--- Given records ---
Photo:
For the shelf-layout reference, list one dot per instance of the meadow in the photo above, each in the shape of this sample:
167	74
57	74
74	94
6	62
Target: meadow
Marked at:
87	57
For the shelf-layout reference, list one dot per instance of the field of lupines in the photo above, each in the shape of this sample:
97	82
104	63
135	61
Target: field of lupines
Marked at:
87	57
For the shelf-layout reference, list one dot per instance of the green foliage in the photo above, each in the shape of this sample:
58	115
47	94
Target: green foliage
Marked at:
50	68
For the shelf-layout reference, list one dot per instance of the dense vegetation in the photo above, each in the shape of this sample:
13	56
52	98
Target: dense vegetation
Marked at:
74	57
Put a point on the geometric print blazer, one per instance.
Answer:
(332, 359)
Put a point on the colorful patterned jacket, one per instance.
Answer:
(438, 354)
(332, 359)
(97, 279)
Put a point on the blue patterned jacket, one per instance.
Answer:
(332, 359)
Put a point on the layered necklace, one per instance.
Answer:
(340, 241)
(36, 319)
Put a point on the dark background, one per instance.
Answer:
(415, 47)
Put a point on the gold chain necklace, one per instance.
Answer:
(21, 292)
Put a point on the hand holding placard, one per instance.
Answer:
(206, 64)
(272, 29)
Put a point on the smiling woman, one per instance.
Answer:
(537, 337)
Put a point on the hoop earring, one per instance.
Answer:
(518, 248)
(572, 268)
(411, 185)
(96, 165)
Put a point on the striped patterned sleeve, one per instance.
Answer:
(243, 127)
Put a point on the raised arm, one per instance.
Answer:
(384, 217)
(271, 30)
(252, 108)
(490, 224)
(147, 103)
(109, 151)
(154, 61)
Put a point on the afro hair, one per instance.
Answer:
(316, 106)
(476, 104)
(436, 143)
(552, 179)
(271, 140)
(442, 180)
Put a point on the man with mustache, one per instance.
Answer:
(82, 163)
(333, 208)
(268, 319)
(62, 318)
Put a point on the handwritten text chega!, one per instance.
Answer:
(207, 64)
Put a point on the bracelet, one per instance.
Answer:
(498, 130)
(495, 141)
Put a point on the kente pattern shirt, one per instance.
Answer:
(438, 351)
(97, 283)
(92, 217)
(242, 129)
---
To be done: List each line as a numbered list, from the line containing "Put a point on the handwritten" through the final line of the rows. Leave out any blank lines.

Written answer:
1. Put a point on the handwritten text chega!, one per instance.
2. Answer:
3. (207, 64)
4. Put a point on the bracelet, one per instance.
5. Answer:
6. (498, 130)
7. (495, 141)
8. Put a point on the kente pattern shirt, one per instance.
9. Answer:
10. (438, 351)
11. (97, 283)
12. (92, 217)
13. (242, 129)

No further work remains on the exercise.